_Work to do:_
In the passage on insurer acquisitions and market concentration, what combined share must the four largest insurers hold for a market to be highly concentrated?

_Selected passage:_
A highly concentrated market is one in which the share of the four (4) largest insurers is seventy-five percent (75%) or more of the market. Percentages not shown in the tables are interpolated proportionately to the percentages that are shown. If more than two (2) insurers or health service organizations are involved, exceeding the total of the two columns in the table is prima facie evidence of violation of the competitive standard in clause (1). For the purpose of this paragraph, the insurer with the largest share of the market shall be deemed to be Insurer A.

(B) There is a significant trend toward increased concentration when the aggregate market share of any grouping of the largest insurers in the market, from the two (2) largest to the eight (8) largest, has increased by seven percent (7%) or more of the market over a period of time extending from any base year five (5) to ten (10) years prior to the acquisition up to the time of the acquisition. Any acquisition or merger covered under subsection (b) of this section involving two (2) or more insurers competing in the same market is prima facie evidence of violation of the competitive standard in clause (1) if:

(i) There is a significant trend toward increased concentration in the market;

(ii) One of the insurers involved is one of the insurers in a grouping of large insurers showing the requisite increase in the market share; and

(iii) Another involved insurer’s market is two percent (2%) or more.

(C) For the purposes of this clause:

(i) The term “insurer or health service organization” includes any company or group of companies under common management, ownership or control.

(ii) The term “market” means the relevant product and geographical markets. In determining the relevant product and geographical markets, the Commissioner shall give due consideration to, among other things, the definitions or guidelines, if any, promulgated by the NAIC and to information, if any, submitted by parties of the acquisition. In the absence of sufficient information to the contrary, the relevant product market is assumed to be the direct written insurance premium for a line of business, such line being that used in the annual statement required to be filed by insurers and health service organizations doing business in Puerto Rico, and the relevant geographical market is assumed to be Puerto Rico.

(iii) The burden of showing prima facie evidence of violation of the competitive standard rests upon the Commissioner.

_Extracted material:_
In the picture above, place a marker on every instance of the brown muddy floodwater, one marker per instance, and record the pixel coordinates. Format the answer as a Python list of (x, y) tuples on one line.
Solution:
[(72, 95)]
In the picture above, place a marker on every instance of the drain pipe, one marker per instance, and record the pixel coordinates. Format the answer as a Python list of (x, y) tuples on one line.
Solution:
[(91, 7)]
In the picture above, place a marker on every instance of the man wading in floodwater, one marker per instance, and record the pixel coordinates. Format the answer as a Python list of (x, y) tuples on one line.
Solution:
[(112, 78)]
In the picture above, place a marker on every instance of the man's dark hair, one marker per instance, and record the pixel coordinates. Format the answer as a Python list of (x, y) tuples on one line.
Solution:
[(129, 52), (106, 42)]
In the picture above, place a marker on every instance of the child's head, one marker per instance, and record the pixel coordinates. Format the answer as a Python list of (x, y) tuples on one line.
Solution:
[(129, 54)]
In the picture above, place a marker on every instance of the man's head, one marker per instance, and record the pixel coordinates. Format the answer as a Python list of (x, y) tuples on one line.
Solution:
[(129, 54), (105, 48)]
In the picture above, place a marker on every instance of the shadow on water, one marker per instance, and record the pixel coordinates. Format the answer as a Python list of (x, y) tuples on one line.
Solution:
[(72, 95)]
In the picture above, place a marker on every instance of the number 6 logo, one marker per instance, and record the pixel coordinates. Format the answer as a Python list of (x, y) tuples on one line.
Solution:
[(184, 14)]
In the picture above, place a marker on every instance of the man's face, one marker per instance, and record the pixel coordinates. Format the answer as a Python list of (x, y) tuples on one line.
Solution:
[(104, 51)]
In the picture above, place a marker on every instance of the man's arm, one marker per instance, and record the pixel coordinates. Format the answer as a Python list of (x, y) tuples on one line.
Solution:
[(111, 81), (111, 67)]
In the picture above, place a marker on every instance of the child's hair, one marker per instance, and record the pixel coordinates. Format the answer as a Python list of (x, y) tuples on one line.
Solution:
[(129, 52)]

_Output of the task:_
Seventy-five percent (75%) or more of the market.